- Text:
News from the Tennessee Valley State, Local and National news
SUNDAY, MARCH 18, 2007

Early daylight-saving time makes adjustment harder

By Paul Huggins · 340-2395

Like most people, Dermietrice Birdsong knows switching to daylight-saving time brings a struggle in the mornings, at least for two or three days.

But this year the 31-year-old mother of four said waking up feels like more of struggle for her and her children, ages 6 to 14. The children are still so tired at night, they go to bed early without being told, she said.

“Now they’re in the bed by 9 o’clock,” Birdsong said. “I don’t have to say anything to anybody. Some are asleep before 8:30.”

If you’re having the same struggles the Birdsongs are having, it could be because daylight-saving time came March 11 — three weeks earlier — this year or perhaps because you’re making it worse by taking advantage of the longer daylight hours.

Light is the key component that synchronizes a person’s circadian rhythms or sleep/awake cycles, said Dennis Butler, nurse practitioner for The University of Alabama at Birmingham Sleep-Wake Disorder Clinic.

Darkness prompts the brain to produce the hormone melatonin, which helps induce sleep. Conversely, daylight suppresses melatonin production, and that’s why people naturally sleep at night and are awake in the day, he said.

Maintaining a regular schedule for going to bed and waking also plays an important role for a healthy circadian rhythm, Butler said, so when both light and schedules go out of synch, the brain and body struggle to adjust.

Adjusting to daylight-saving time is nothing new, but this year people also had to deal with darker mornings than they’ve encountered when springing forward three weeks later in April.

In fact, sunrise this week has been later than any time North Alabama has ever encountered. Previously the latest sunrise was during the first two weeks in January when the sun rose at 6:54 a.m. On Sunday, it rose at 7:03.

When Americans used to switch to daylight-saving time in April, they had an additional 40 minutes of morning sunlight to help them wake up.

What this basically means is it’s dark or barely light when people are rising to be at work or school at 7 or 8 in the morning.

The Birdsongs, for example, rise at 6 a.m. when it’s still pitch black, but a week ago the sky had a pre-dawn glow.

“Sunlight absolutely, positively will help you wake up. That’s what it does,” Butler said. “And so now people are not only out of synch with the their circadian rhythm because of the time change; you’ve got that pressure of cutting your darkness short by an hour and then when you wake up in the morning, you don’t have the sunlight that you did before.”

One of the ways people make adjusting harder is by taking advantage of the longer days and getting outside to soak up the sunlight and warmer temperatures of spring, he added.

- Collected data:
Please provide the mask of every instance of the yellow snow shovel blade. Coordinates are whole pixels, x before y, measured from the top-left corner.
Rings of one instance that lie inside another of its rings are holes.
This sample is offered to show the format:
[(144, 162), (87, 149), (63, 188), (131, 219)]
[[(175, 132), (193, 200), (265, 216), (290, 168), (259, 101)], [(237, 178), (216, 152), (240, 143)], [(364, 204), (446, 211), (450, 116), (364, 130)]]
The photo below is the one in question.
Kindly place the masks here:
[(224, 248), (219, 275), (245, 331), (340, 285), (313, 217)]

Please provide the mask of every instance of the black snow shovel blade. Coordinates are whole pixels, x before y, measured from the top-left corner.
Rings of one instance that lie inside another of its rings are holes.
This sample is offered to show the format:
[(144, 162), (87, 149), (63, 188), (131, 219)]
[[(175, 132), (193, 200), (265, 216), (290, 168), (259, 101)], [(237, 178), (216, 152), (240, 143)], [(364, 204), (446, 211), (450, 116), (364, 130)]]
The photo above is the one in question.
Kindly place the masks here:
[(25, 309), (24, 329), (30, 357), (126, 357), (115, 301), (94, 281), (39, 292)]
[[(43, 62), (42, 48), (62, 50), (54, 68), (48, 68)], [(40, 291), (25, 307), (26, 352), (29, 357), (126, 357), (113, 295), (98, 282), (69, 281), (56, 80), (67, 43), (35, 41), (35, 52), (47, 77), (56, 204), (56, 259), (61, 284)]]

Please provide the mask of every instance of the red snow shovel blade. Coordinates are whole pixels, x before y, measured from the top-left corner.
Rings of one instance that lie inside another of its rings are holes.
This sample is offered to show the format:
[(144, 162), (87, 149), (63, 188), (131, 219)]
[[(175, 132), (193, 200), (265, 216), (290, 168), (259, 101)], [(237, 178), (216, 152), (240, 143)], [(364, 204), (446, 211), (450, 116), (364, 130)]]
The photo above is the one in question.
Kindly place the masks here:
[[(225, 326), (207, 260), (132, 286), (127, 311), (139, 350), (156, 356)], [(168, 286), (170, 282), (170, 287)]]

- Exercises:
1/ According to the daylight-saving time article, at what time did the sun rise on Sunday?
2/ Print the daylight-saving time article starting with "Adjusting to daylight-saving" and going on through "later in April.".
3/ Carry on the article about daylight-saving time from its last sentence.

- Responses by item number:
1/ At 7:03.

2/
Adjusting to daylight-saving time is nothing new, but this year people also had to deal with darker mornings than they’ve encountered when springing forward three weeks later in April.

3/
More sunlight means less melatonin, so it’s harder to fall asleep, and less sleep of course can make it harder to wake up, he said.

To adjust to the first week of daylight-saving time, Butler advises refraining from exposure to the extra outside light, and wearing sunglasses and a cap in the afternoon to help shield the eyes. Indoors, keep drapes closed and reduce the use of artificial lights.

“If somebody is now waking up in the dark, my advice to them would be to turn on every light in the world they can. Even exposing yourself to artificial light helps,” he said.

Birdsong said her family is adjusting to the time change but it hasn’t been as quick as earlier years.

“It’s still kind of hard getting them up in the morning,” she said.“And my youngest one is still going to bed without being told.”

Butler said under optimum circumstances, people can readjust their sleep cycles about 30 minutes per day when catching up to daylight-saving time or jet lag.

“In theory, you can adjust in two to three days,” he said. “Obviously it’s easier to adjust in the fall than the spring. Fall generally just takes a day.”

Daylight-saving time can be costly

You might want to be a little more careful when driving after the country switches to daylight-saving time.

National and local statistics show traffic wrecks rise during that period, likely because drivers are not as alert because of lost sleep.

The National Highway Traffic Safety Administration reported in 1998 that wrecks increased 17 percent the Monday after moving clocks ahead one hour.

Decatur police records from the previous three years also show increases in wrecks the week after daylight-saving time begins compared to the week before the change:

  • 2004 — Wrecks increased to 74 from 64; up 15.6 percent.

  • 2005 — Wrecks increased to 73 from 64; up 14.1 percent.

  • 2006 — Wrecks increased to 70 from 37; up 89.2 percent.